WHAT TO DO → Select each line in the data below that contains the string "moon", matching case exactly, and reproduce those lines.
>> begin INFORMATION SHOWN
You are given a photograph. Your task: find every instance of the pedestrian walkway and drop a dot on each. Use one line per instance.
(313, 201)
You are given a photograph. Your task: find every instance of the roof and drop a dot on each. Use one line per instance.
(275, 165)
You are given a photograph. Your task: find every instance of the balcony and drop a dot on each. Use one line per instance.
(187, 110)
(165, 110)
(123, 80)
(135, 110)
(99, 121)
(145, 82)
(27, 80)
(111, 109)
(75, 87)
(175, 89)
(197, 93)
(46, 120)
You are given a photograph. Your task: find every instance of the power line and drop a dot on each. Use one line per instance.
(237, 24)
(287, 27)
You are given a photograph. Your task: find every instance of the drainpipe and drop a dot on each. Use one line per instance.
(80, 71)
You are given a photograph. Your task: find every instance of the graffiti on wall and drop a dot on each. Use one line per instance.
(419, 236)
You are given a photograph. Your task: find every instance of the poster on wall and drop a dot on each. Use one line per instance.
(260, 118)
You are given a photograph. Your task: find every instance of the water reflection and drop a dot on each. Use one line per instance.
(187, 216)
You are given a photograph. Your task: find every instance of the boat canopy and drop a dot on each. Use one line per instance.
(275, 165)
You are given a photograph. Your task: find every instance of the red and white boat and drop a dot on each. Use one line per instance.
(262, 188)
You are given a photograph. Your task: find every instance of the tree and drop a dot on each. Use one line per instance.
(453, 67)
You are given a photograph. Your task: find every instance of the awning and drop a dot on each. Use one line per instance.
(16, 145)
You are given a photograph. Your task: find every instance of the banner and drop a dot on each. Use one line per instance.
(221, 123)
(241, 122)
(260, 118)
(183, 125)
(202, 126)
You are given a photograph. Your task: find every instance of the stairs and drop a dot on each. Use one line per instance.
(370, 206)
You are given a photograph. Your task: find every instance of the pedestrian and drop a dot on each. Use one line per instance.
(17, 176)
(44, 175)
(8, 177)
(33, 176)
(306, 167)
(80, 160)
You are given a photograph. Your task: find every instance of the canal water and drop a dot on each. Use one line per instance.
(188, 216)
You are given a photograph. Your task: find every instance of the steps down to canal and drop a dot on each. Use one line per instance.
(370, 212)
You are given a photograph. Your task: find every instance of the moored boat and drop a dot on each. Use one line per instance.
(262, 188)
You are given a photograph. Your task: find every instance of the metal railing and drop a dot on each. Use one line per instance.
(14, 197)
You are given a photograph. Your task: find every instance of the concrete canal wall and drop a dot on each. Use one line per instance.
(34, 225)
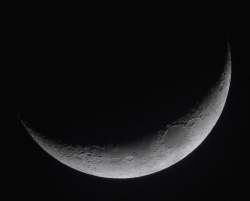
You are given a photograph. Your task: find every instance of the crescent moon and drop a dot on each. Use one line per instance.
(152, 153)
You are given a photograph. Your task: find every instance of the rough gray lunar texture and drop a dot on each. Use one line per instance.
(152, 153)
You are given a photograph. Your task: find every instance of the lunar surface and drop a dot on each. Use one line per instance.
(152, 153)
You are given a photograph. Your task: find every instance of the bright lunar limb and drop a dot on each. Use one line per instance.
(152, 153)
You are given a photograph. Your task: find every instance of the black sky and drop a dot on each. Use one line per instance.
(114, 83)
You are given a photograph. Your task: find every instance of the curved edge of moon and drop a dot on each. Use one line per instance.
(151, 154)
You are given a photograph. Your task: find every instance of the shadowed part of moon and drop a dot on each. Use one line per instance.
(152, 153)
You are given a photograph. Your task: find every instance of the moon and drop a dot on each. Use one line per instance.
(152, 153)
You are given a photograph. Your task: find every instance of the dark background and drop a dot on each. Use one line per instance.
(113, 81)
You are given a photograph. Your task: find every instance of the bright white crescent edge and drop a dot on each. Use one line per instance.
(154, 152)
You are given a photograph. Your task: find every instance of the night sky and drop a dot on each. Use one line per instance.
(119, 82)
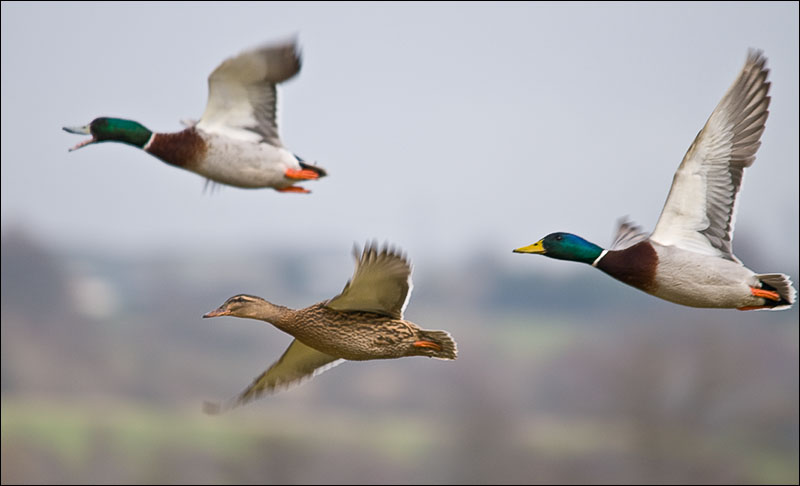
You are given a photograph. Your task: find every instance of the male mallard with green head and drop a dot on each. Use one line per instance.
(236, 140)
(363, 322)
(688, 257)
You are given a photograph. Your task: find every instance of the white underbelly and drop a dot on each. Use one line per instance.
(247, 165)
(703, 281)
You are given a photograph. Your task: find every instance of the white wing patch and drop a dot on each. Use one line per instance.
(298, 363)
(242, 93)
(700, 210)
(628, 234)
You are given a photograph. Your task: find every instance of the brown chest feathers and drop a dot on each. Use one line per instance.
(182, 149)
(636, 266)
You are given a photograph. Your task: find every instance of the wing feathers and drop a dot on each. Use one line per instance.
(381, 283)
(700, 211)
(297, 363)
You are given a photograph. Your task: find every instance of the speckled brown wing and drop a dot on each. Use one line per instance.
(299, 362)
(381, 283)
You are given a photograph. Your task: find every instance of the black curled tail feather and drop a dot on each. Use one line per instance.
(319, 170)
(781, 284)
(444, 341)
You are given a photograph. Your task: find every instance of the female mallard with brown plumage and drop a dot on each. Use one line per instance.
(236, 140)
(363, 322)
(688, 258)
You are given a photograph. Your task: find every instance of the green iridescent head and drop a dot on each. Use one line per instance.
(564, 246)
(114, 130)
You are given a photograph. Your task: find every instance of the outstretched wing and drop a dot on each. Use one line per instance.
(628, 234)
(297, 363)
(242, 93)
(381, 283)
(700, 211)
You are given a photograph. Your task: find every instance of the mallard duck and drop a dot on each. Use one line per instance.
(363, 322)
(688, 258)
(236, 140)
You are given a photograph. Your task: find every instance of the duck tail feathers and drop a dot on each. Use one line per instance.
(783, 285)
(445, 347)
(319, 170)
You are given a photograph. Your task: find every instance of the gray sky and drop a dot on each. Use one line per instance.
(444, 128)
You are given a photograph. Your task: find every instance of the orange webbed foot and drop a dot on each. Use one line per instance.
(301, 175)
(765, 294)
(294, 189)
>> end INFORMATION SHOWN
>> begin INFORMATION SHOWN
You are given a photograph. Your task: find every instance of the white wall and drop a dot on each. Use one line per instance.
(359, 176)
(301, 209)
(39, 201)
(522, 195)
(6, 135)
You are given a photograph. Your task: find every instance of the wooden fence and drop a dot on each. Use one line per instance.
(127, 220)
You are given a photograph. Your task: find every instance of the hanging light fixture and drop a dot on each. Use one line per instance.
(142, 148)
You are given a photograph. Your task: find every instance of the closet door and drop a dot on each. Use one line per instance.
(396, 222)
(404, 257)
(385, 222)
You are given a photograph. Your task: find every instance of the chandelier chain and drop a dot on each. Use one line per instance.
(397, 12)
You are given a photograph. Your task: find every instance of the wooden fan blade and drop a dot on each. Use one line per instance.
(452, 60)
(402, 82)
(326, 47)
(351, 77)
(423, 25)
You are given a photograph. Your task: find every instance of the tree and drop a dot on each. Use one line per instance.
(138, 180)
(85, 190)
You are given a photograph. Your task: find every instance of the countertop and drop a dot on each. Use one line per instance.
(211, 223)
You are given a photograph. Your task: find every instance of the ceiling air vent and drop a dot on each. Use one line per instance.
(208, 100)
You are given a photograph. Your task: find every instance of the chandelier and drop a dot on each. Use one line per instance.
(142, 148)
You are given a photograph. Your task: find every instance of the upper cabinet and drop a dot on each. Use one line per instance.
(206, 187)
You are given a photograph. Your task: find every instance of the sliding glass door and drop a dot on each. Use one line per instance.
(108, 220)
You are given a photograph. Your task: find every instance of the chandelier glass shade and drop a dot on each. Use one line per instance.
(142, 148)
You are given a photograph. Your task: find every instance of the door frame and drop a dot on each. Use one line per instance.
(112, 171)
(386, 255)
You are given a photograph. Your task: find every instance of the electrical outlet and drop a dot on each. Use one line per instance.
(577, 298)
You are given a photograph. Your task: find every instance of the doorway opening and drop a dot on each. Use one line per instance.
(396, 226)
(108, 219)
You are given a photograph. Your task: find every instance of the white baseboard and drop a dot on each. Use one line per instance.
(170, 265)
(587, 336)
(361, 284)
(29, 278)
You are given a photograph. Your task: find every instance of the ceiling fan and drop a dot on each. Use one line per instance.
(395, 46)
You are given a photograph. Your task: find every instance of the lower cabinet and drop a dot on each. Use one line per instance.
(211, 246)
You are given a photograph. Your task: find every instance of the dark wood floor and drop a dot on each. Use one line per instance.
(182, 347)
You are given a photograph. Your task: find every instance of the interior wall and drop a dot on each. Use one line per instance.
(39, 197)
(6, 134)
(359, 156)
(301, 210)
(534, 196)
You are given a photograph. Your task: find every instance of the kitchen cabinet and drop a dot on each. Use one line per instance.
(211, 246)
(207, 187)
>> end INFORMATION SHOWN
>> begin INFORMATION SHOWN
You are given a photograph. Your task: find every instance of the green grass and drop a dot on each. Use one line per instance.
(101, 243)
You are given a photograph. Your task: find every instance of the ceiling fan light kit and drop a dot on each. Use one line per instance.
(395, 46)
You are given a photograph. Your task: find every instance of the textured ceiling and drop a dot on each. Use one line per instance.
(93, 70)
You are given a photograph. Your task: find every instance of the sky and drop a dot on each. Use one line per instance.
>> end INFORMATION SHOWN
WRITTEN REPLY →
You are given a photograph. Your task: find every instance of the crescent moon and drop a dot on each. Use one line per instance.
You are given a photograph. Your task: find every instance of the curved edge of moon and drop a dot on each. Use one line per instance.
You are given a photograph. Your task: find every instance of the shadowed part of moon and drop a dot on each. Use one line per instance.
You are given a photograph. Your task: find every instance of the moon and drop a dot on each. Use one line per instance.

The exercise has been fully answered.